Aim of the exercise: Output only the span of lines that begins at the line containing "Given the photograph above, point out the boulder" and ends at the last line of the data, both included, exactly as they appear.

--- START Rows ---

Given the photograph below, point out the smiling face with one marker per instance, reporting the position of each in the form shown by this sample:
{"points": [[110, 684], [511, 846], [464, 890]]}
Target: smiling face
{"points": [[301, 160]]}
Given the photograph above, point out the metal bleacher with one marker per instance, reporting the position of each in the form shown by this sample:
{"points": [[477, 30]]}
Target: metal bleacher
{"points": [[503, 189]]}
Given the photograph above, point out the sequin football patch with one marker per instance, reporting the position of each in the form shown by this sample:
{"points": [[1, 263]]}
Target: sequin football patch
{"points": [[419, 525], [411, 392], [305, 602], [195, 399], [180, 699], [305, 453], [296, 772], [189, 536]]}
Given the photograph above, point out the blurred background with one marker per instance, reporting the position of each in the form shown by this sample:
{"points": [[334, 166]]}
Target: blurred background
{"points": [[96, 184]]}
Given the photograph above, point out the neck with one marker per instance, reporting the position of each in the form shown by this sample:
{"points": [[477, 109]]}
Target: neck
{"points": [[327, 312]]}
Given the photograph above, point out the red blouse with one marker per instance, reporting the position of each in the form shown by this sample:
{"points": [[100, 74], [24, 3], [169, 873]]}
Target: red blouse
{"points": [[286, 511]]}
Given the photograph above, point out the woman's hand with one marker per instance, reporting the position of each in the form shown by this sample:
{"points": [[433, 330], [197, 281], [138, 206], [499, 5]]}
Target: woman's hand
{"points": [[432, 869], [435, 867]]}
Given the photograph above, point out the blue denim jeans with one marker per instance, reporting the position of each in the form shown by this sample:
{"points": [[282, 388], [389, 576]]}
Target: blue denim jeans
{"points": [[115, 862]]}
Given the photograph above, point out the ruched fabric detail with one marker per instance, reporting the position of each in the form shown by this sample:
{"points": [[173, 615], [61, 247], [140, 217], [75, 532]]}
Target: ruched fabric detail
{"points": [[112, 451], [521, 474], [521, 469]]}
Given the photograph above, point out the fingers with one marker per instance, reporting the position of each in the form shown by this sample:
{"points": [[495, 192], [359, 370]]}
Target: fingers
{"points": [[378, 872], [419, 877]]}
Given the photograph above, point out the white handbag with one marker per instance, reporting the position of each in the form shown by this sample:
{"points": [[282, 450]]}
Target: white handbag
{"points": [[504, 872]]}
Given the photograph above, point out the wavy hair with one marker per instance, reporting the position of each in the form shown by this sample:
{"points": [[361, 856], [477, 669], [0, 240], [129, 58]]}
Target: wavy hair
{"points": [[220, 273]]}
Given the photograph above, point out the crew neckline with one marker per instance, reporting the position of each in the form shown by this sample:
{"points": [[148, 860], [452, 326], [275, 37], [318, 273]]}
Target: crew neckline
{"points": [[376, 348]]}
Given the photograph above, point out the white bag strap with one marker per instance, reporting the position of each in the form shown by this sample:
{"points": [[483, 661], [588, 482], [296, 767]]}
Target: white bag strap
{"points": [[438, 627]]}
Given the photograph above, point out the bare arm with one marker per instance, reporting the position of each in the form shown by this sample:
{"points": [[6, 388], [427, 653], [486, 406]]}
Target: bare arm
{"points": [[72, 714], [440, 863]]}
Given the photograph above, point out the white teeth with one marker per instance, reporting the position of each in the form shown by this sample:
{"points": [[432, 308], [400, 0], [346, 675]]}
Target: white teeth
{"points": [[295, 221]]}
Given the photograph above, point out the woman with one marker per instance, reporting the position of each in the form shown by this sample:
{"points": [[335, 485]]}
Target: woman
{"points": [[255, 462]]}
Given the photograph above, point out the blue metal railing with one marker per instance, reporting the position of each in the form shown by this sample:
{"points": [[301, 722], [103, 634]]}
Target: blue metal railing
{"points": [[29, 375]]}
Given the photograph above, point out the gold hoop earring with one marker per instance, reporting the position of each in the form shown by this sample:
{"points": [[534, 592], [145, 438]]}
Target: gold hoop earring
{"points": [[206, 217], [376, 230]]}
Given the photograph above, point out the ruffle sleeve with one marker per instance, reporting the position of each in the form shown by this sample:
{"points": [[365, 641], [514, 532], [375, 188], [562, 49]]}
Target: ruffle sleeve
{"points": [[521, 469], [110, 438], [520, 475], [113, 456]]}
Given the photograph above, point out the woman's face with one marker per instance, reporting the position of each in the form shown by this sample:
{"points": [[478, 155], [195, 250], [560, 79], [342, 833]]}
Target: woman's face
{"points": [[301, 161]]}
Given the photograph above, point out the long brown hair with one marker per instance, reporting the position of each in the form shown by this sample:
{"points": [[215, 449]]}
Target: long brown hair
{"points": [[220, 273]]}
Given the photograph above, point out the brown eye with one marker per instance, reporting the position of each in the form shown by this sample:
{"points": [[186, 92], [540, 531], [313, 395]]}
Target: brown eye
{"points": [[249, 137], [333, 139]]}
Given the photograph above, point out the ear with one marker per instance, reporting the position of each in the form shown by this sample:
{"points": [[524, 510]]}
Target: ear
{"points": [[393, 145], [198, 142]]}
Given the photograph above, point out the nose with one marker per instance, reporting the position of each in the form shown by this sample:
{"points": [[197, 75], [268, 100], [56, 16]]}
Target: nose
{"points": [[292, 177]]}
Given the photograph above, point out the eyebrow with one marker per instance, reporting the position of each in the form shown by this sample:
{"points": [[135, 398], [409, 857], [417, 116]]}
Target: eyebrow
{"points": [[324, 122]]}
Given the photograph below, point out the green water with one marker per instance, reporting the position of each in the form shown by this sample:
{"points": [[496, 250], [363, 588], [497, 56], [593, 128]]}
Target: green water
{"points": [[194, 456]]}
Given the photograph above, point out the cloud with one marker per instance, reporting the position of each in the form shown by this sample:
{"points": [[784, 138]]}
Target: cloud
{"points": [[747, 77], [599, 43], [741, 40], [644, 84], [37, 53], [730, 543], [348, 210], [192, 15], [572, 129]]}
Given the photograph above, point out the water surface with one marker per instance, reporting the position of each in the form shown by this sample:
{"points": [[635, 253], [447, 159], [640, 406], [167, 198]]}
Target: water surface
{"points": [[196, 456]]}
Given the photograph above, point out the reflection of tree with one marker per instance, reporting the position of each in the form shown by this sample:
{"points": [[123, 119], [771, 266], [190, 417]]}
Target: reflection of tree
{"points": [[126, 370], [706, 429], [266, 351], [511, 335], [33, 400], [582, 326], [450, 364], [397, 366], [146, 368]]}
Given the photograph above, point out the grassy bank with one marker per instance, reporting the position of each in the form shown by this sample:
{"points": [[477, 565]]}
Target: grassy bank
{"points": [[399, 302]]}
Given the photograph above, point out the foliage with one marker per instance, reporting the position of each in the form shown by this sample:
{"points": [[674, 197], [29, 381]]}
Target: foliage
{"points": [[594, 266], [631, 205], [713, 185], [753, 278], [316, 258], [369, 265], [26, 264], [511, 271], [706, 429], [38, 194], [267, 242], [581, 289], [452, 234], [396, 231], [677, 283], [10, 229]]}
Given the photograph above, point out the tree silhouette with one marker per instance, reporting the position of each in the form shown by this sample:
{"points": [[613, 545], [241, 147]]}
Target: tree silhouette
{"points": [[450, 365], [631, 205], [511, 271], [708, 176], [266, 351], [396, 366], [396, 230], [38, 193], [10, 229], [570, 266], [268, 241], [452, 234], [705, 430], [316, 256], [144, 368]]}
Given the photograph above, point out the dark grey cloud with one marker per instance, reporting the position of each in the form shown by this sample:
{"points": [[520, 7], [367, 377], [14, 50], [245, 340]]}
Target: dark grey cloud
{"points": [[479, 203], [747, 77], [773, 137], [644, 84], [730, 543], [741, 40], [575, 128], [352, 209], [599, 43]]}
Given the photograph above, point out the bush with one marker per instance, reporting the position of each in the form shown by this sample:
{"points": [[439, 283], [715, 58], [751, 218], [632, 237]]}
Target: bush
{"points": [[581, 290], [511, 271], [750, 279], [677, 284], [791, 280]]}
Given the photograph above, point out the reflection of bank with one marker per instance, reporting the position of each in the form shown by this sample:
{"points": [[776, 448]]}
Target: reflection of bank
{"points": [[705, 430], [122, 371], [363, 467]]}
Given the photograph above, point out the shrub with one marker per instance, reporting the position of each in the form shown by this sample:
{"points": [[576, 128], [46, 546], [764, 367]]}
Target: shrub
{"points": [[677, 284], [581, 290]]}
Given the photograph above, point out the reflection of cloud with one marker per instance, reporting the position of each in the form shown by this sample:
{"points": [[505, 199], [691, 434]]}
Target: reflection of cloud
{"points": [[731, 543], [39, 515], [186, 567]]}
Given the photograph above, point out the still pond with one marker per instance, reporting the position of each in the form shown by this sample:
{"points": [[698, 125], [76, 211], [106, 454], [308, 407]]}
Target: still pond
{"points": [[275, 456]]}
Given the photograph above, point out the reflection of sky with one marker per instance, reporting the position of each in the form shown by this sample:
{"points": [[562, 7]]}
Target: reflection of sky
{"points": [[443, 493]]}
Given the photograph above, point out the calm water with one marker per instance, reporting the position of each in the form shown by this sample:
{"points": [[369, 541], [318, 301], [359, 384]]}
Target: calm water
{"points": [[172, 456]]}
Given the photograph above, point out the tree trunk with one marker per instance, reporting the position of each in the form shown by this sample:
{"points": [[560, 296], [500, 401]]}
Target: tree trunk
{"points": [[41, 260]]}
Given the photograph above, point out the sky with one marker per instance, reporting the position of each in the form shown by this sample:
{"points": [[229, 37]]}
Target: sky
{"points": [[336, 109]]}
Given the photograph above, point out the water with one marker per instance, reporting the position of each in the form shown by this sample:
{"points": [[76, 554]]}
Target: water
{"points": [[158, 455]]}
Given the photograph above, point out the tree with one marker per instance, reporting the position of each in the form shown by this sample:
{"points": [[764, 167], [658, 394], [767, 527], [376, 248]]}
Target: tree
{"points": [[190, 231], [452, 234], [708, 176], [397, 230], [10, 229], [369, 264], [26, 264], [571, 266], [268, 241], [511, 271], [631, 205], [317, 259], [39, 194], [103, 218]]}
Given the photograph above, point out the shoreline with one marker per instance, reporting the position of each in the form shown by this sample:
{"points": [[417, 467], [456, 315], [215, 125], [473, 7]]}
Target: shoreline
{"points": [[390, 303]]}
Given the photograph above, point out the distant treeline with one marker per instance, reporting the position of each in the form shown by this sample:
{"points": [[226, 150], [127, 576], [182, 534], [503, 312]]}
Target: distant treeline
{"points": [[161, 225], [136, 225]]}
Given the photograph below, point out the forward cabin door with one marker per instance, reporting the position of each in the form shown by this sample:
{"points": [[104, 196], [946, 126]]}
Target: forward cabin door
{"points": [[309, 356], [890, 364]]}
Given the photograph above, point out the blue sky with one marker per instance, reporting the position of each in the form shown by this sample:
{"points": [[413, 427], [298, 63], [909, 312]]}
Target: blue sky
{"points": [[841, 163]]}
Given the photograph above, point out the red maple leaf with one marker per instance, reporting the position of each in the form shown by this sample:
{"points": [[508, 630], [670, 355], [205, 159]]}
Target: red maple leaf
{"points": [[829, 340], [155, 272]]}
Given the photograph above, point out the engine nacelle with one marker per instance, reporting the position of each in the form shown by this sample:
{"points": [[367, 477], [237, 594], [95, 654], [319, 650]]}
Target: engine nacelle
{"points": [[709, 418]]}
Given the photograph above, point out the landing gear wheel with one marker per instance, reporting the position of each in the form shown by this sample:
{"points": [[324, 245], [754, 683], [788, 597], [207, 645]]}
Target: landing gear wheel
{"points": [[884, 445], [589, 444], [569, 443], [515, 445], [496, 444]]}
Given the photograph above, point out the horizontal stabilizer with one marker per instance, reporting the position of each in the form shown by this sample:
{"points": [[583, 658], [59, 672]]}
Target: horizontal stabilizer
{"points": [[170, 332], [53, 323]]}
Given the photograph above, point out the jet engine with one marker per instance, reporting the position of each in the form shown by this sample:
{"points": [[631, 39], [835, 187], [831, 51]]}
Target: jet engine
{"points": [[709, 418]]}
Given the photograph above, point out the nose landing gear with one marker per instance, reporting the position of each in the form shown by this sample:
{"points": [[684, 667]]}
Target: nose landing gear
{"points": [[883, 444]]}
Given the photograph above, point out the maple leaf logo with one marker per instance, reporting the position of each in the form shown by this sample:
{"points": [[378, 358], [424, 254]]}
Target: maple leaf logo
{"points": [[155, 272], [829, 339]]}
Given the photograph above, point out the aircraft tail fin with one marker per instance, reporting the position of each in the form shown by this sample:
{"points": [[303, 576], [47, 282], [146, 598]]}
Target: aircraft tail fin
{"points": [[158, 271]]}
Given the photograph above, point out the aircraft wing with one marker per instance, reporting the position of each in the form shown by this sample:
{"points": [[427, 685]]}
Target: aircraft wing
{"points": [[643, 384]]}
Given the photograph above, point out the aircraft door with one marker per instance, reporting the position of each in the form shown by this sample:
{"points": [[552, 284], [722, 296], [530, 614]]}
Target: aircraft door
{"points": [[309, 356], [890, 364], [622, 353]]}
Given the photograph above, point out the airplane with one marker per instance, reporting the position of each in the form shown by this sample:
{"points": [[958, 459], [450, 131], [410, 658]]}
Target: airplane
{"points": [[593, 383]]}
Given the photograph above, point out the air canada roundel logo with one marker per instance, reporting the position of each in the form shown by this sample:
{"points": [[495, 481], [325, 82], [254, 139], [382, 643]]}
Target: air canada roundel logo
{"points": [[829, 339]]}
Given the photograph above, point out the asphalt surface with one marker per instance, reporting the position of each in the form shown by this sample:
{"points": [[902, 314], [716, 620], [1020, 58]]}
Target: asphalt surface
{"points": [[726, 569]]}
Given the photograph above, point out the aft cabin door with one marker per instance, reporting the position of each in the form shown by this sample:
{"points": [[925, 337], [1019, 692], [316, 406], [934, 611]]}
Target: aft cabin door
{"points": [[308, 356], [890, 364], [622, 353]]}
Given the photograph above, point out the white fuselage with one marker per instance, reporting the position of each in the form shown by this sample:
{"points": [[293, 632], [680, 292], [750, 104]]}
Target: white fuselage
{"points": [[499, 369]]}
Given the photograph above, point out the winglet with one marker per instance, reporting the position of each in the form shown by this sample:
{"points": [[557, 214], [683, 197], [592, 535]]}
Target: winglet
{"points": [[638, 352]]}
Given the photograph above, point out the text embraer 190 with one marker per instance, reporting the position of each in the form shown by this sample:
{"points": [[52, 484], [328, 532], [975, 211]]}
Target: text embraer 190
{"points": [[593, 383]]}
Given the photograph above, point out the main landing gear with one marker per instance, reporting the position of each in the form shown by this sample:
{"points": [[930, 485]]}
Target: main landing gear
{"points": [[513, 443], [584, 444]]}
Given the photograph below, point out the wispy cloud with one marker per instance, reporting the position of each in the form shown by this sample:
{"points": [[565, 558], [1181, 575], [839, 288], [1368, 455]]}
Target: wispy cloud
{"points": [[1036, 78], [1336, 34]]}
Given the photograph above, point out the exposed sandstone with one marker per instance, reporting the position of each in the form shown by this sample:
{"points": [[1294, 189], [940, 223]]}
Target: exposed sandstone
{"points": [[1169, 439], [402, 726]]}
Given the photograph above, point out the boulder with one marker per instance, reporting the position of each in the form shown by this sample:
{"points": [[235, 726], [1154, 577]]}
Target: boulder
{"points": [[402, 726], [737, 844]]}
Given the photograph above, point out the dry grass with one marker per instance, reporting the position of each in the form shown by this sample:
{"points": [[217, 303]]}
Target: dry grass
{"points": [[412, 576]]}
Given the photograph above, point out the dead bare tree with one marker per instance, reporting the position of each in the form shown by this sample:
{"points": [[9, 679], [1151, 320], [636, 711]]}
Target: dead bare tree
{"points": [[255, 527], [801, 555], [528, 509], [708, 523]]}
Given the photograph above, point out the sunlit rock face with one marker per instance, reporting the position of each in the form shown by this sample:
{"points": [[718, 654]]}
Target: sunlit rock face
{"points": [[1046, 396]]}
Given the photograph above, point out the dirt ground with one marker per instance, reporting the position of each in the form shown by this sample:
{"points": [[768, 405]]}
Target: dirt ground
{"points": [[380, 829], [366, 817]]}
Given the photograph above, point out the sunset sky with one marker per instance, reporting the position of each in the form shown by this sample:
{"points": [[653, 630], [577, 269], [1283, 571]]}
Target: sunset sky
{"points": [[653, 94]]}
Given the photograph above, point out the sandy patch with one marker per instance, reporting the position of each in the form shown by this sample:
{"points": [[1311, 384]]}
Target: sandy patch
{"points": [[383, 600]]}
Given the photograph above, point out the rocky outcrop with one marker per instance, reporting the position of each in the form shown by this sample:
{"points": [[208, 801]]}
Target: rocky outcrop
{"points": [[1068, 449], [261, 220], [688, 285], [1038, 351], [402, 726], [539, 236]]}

--- END Rows ---

Written solution:
Given the photograph above, point out the boulder with one marker per instance, reporting the position of each in the form shown by this sample:
{"points": [[235, 726], [1154, 577]]}
Target: boulder
{"points": [[402, 726], [737, 844]]}
Given the photograph above, point out the dry grass with one marker per instance, reporting the position of each in the form shown by this sample:
{"points": [[217, 303]]}
Target: dry grass
{"points": [[412, 576]]}
Given the photograph above, point out the dead bare tree with one marker per instance, reporting the position of each in the form shown by this sample:
{"points": [[9, 679], [1151, 320], [636, 711]]}
Target: dead bare tree
{"points": [[255, 527], [801, 555], [528, 509], [708, 523]]}
Given the photograph above, point out the sunlit rock face with one marker per instance, reporting the position of each in the form shown by this sample:
{"points": [[718, 654]]}
Target: sunlit rock face
{"points": [[1046, 396]]}
Given the photograph above, point out the dirt ground with one marker per instance, reporting the position of each in the form shown by this sample:
{"points": [[768, 405]]}
Target: dirt ground
{"points": [[380, 829], [366, 817]]}
Given the photograph above, point out the sunset sky with one marker per instance, reporting the position of each in the form shown by this sample:
{"points": [[653, 630], [577, 269], [1283, 571]]}
Target: sunset sky
{"points": [[653, 94]]}
Given the photograph above, point out the sandy patch with one marker per instance, reporting the position of each in the form shown by this sample:
{"points": [[1311, 384]]}
Target: sandy patch
{"points": [[383, 600]]}
Given the photograph above, point out the rocky outcrop with one marker per instance, reporting the position of each in the form shown by this sample:
{"points": [[208, 801]]}
Target: rocky outcrop
{"points": [[1068, 449], [261, 220], [688, 285], [1038, 351], [402, 726], [539, 236]]}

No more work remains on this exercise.